_Requirement_: Copy every line of the data below exactly, leaving out the pictures.

Extracted data
◆ ◆ ◆
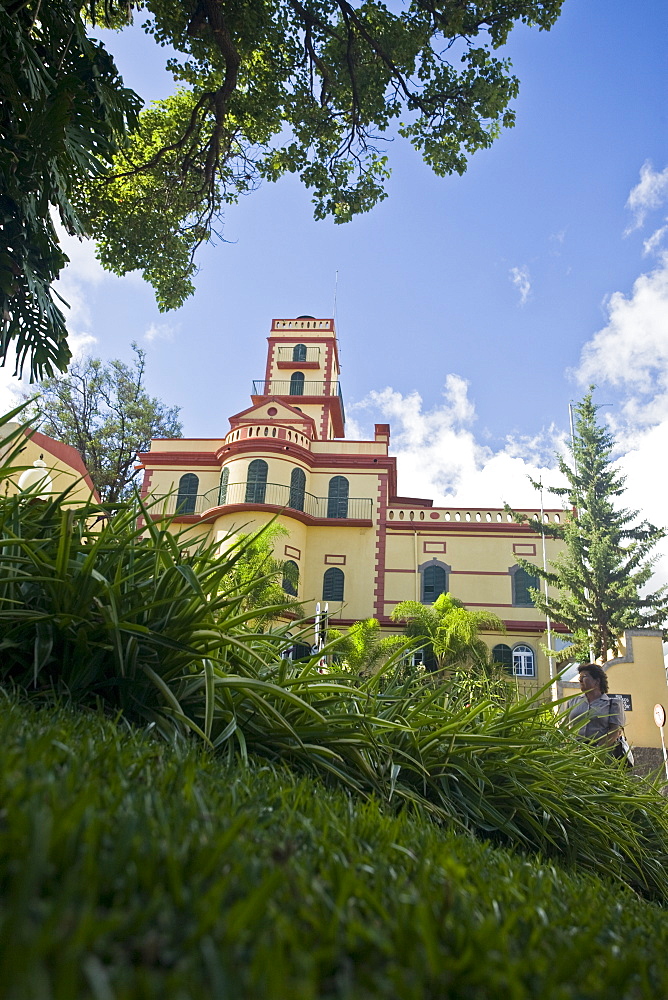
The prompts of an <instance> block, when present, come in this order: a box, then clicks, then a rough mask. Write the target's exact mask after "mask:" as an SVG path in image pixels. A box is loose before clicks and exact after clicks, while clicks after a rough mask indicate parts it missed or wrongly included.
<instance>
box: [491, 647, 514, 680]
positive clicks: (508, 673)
mask: <svg viewBox="0 0 668 1000" xmlns="http://www.w3.org/2000/svg"><path fill="white" fill-rule="evenodd" d="M492 659H493V661H494V663H498V664H499V666H501V667H503V669H504V670H505V671H506V673H508V674H512V672H513V651H512V649H511V648H510V646H506V644H505V643H503V642H500V643H499V644H498V646H495V647H494V648H493V650H492Z"/></svg>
◆ ◆ ◆
_Answer to this exercise_:
The prompts of an <instance> block, when present, come in this order: a box, then clicks, then a rough mask. Write the target's exact mask after "mask:" as an SVG path in image pixels. A box is loose before clicks and exact after clicks, while clicks after a rough mask indicate parts it missed or wrongly included.
<instance>
box: [491, 647, 514, 680]
positive clicks: (508, 673)
mask: <svg viewBox="0 0 668 1000" xmlns="http://www.w3.org/2000/svg"><path fill="white" fill-rule="evenodd" d="M492 659H493V661H494V663H498V664H499V666H501V667H503V669H504V670H505V671H506V673H508V674H512V672H513V651H512V649H511V648H510V646H506V644H505V643H503V642H500V643H499V644H498V646H495V647H494V648H493V650H492Z"/></svg>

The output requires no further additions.